WHAT TO DO.
• a. According to the book reviews on children's mental-health treatment, what percentage of American children take psychotropic drugs?
• b. Carry on the book reviews on children's mental-health treatment from the point at which they end.

In this manifesto for change, New York Times blogger Warner (Perfect Madness: Motherhood in the Age of Anxiety, 2005, etc.) examines the argument that Americans are overmedicating their children.
The author wanted to write a condemnation of American parents for hysterically spotting mental disorders where there are none. When she began interviewing parents and mental-health professionals, however, she reversed her position. Only five percent of American children take psychotropic drugs, she writes, yet that many suffer from extreme mental illness, while another 15 percent endure at least minimal illness. Not only has Warner never met a parent who lunged for the medicine cabinet to dope up their kids, but some fought the medication route as long as they could, to the detriment of their child. It's true that antidepressant prescriptions for children have skyrocketed, but that's because primitive understanding of the brain left many sick children undiagnosed in the past; we now have more effective drugs for some illnesses; and the stigma of mental illness is blessedly diminished. Warner cites research that girls, minority children and those with less-educated parents are undertreated for ADHD. Careful reporter that she is, the author acknowledges that some experts might dispute parts of her thesis. Other signs of childhood trauma-teen pregnancy, school violence, crime, substance abuse and suicide-have declined, and Warner reports special professional skepticism about exploding rates of bipolar diagnoses in children. Meanwhile, too many laypeople are spooked by drug companies' ads plugging their latest products, which doctors might not recommend. Curtailing those ads and more insurance coverage for pediatric mental-health screenings are among the author's welcome common-sense proposals.
Parents of mentally ill children will find this tonic reassuring, while all parents will find it a valuable reminder that it's not poor parenting to seek medical help for your children.
"Warner, New York Times columnist and author of the best-selling Perfect Madness: Motherhood in the Age of Anxiety, set out to write a follow-up volume exposing what she believed were capricious diagnoses and medication of children's mental and learning disorders. Instead, she fell down the rabbit hole to an alternative reality. Although she found the stereotype of pushy parents who shop for prescriptions or educational accommodations to fit their overscheduled children, Warner's heartbreaking conversations with pediatricians and the parents of children with mental issues such as attention deficit/hyperactivity disorder, autism, serious depression, or bipolar disorders led her to see beyond her prejudices. As Warner passionately writes, appropriate care for childhood mental illness, if possible, is not necessarily probable. The perceived stigma of mental illness, deep-rooted suspicions of the medical and educational establishments, and, above all, merciless economic factors deny a shocking number of children with learning or mental disabilities the care and medications they need to succeed in school and society. Parents, social workers, and educators will find Warner's compelling study troubling but enlightening. Highly recommended.

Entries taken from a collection

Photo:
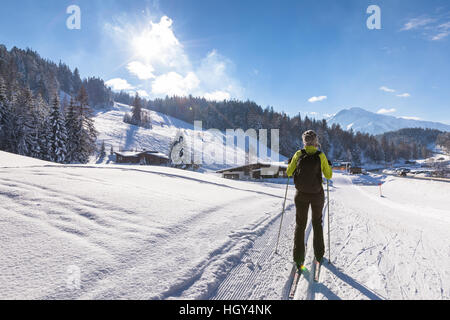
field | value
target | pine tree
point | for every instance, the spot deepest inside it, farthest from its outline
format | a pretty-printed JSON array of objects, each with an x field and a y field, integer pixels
[
  {"x": 44, "y": 131},
  {"x": 103, "y": 150},
  {"x": 137, "y": 110},
  {"x": 86, "y": 134},
  {"x": 73, "y": 128},
  {"x": 58, "y": 135},
  {"x": 4, "y": 105}
]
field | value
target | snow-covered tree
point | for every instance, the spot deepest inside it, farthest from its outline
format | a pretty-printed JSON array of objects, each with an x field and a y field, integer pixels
[
  {"x": 58, "y": 135},
  {"x": 86, "y": 135}
]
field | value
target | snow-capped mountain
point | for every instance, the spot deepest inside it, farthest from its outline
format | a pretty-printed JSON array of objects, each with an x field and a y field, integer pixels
[{"x": 365, "y": 121}]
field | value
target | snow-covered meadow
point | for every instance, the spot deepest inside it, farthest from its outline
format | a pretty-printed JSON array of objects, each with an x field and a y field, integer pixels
[{"x": 133, "y": 232}]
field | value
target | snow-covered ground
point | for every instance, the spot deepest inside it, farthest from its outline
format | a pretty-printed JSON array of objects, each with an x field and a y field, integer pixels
[
  {"x": 122, "y": 136},
  {"x": 133, "y": 232}
]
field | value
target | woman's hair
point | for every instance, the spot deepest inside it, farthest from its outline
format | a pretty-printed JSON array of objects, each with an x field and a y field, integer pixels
[{"x": 310, "y": 138}]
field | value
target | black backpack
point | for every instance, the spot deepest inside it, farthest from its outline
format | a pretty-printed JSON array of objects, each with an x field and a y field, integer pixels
[{"x": 308, "y": 174}]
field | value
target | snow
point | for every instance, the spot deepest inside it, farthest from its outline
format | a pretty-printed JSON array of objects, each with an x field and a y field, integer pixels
[
  {"x": 145, "y": 232},
  {"x": 365, "y": 121},
  {"x": 122, "y": 136}
]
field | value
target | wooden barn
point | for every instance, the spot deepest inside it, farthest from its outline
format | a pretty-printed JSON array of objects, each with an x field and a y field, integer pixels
[
  {"x": 255, "y": 171},
  {"x": 154, "y": 158}
]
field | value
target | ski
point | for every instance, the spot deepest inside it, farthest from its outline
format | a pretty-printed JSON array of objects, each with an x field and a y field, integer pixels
[
  {"x": 317, "y": 266},
  {"x": 297, "y": 274}
]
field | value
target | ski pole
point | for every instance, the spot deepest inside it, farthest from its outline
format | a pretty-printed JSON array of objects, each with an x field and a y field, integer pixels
[
  {"x": 282, "y": 215},
  {"x": 328, "y": 199}
]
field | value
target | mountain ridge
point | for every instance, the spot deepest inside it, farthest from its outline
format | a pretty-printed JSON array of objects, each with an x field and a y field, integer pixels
[{"x": 366, "y": 121}]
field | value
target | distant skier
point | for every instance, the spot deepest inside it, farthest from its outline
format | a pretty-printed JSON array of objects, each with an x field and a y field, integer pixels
[{"x": 307, "y": 166}]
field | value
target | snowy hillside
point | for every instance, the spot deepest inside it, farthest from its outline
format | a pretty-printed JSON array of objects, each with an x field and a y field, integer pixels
[
  {"x": 113, "y": 131},
  {"x": 143, "y": 232},
  {"x": 368, "y": 122}
]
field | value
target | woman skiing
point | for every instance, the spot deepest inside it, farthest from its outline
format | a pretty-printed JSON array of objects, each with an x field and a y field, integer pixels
[{"x": 307, "y": 166}]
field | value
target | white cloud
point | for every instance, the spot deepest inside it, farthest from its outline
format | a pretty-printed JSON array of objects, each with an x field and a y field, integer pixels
[
  {"x": 386, "y": 89},
  {"x": 158, "y": 46},
  {"x": 443, "y": 31},
  {"x": 416, "y": 23},
  {"x": 143, "y": 93},
  {"x": 411, "y": 118},
  {"x": 173, "y": 83},
  {"x": 217, "y": 96},
  {"x": 159, "y": 58},
  {"x": 317, "y": 99},
  {"x": 384, "y": 111},
  {"x": 433, "y": 28},
  {"x": 142, "y": 71},
  {"x": 118, "y": 84}
]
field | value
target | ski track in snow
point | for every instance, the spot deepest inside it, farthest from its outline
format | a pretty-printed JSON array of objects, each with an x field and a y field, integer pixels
[{"x": 150, "y": 233}]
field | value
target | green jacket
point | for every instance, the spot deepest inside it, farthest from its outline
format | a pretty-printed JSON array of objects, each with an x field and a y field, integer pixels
[{"x": 326, "y": 169}]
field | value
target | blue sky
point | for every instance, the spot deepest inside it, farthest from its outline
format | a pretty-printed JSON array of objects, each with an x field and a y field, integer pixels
[{"x": 298, "y": 56}]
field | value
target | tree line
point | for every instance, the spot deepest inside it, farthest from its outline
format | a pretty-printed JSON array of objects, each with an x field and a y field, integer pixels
[{"x": 58, "y": 132}]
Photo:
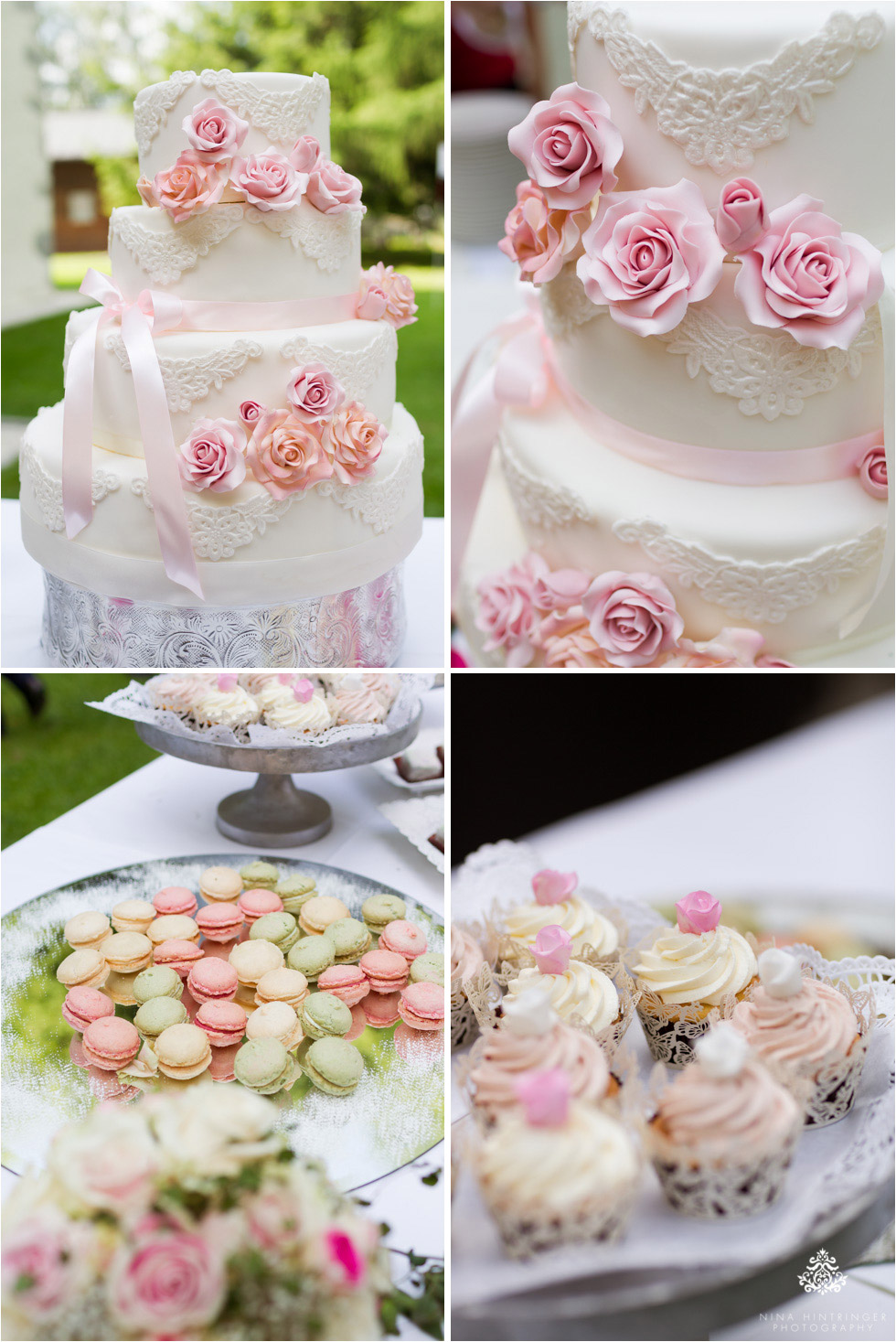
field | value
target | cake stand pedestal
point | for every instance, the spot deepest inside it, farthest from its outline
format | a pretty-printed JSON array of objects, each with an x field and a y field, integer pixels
[{"x": 275, "y": 813}]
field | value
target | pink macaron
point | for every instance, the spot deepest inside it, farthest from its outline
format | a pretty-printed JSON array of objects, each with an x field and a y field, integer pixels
[
  {"x": 220, "y": 922},
  {"x": 387, "y": 971},
  {"x": 212, "y": 980},
  {"x": 404, "y": 939},
  {"x": 111, "y": 1043},
  {"x": 83, "y": 1005},
  {"x": 175, "y": 899},
  {"x": 349, "y": 982},
  {"x": 422, "y": 1005},
  {"x": 224, "y": 1023}
]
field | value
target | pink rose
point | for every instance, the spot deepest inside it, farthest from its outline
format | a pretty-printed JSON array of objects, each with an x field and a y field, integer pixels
[
  {"x": 267, "y": 181},
  {"x": 332, "y": 189},
  {"x": 353, "y": 440},
  {"x": 313, "y": 392},
  {"x": 569, "y": 146},
  {"x": 286, "y": 456},
  {"x": 872, "y": 471},
  {"x": 213, "y": 132},
  {"x": 384, "y": 285},
  {"x": 649, "y": 253},
  {"x": 741, "y": 218},
  {"x": 212, "y": 456},
  {"x": 191, "y": 187},
  {"x": 809, "y": 278},
  {"x": 632, "y": 617},
  {"x": 539, "y": 239}
]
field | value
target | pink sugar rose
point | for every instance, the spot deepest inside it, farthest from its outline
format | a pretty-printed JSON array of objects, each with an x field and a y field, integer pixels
[
  {"x": 632, "y": 617},
  {"x": 213, "y": 132},
  {"x": 191, "y": 187},
  {"x": 313, "y": 392},
  {"x": 809, "y": 278},
  {"x": 741, "y": 218},
  {"x": 649, "y": 253},
  {"x": 269, "y": 181},
  {"x": 353, "y": 440},
  {"x": 569, "y": 146},
  {"x": 212, "y": 457},
  {"x": 332, "y": 189},
  {"x": 539, "y": 238},
  {"x": 286, "y": 456}
]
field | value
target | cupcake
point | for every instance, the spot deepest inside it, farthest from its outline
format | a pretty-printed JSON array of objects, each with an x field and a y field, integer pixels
[
  {"x": 809, "y": 1029},
  {"x": 557, "y": 1170},
  {"x": 724, "y": 1132},
  {"x": 557, "y": 905},
  {"x": 691, "y": 976}
]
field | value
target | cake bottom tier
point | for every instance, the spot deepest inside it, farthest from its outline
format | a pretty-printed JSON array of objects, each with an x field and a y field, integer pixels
[{"x": 797, "y": 564}]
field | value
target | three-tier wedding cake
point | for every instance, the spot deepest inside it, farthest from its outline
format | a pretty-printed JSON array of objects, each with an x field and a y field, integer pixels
[
  {"x": 689, "y": 417},
  {"x": 229, "y": 479}
]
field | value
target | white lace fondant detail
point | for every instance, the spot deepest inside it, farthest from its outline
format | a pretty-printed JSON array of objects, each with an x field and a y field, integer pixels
[
  {"x": 358, "y": 370},
  {"x": 763, "y": 594},
  {"x": 767, "y": 375},
  {"x": 165, "y": 256},
  {"x": 283, "y": 117},
  {"x": 723, "y": 117},
  {"x": 188, "y": 380},
  {"x": 153, "y": 105}
]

RESPONSES BY ITEM NUMBER.
• a. Five percent.

• b.
"This is a groundbreaking, thoughtfully argued book. My experience with families in the consulting room supports Judith Warner's nuanced argument exactly. The myth perpetrated by a breathless news media is fals: In reality, parents don't want to medicate their children. And every one of us has family members and friends (or ourselves!) who could have led richer, less anguished lives had they been given appropriate medication during childhood for learning or emotional problems."
-Wendy Mogel, Ph.D., author of The Blessing of a Skinned Knee
"This is an important book, a landmark book, a triumph of honesty over bigotry and of patient learning over the the rush to judgement. I see every day in my office the awful, preventable damage done by zealots and reductionistic 'thinking'. Judith Warner rejects the panicky sound-bites that have plagued the discussion of children's mental health for the complexity of truth. She brings to all who read her book the resoundingly good and hopeful news of how much we have learned over the past few decades, how trasforming the best help can be, and how all children can turn into responsible, joyful adults. We owe her a huge debt."
-Edward Hallowell, M.D., co-author of Super Parenting for ADD and author of The Childhood Roots of Adult Happiness
"Readers love Judith Warner because she is open, honest, attuned, and curious. In We've Got Issues, Warner considers children and psychotherapeutic medicine: whether drug companies hold too much sway, whether doctors over-prescribe, but also whether troubled boys and girls might sometimes need more help than they get today. The result is a caring and informed book that will earn the trust and loyalty of a wide audience."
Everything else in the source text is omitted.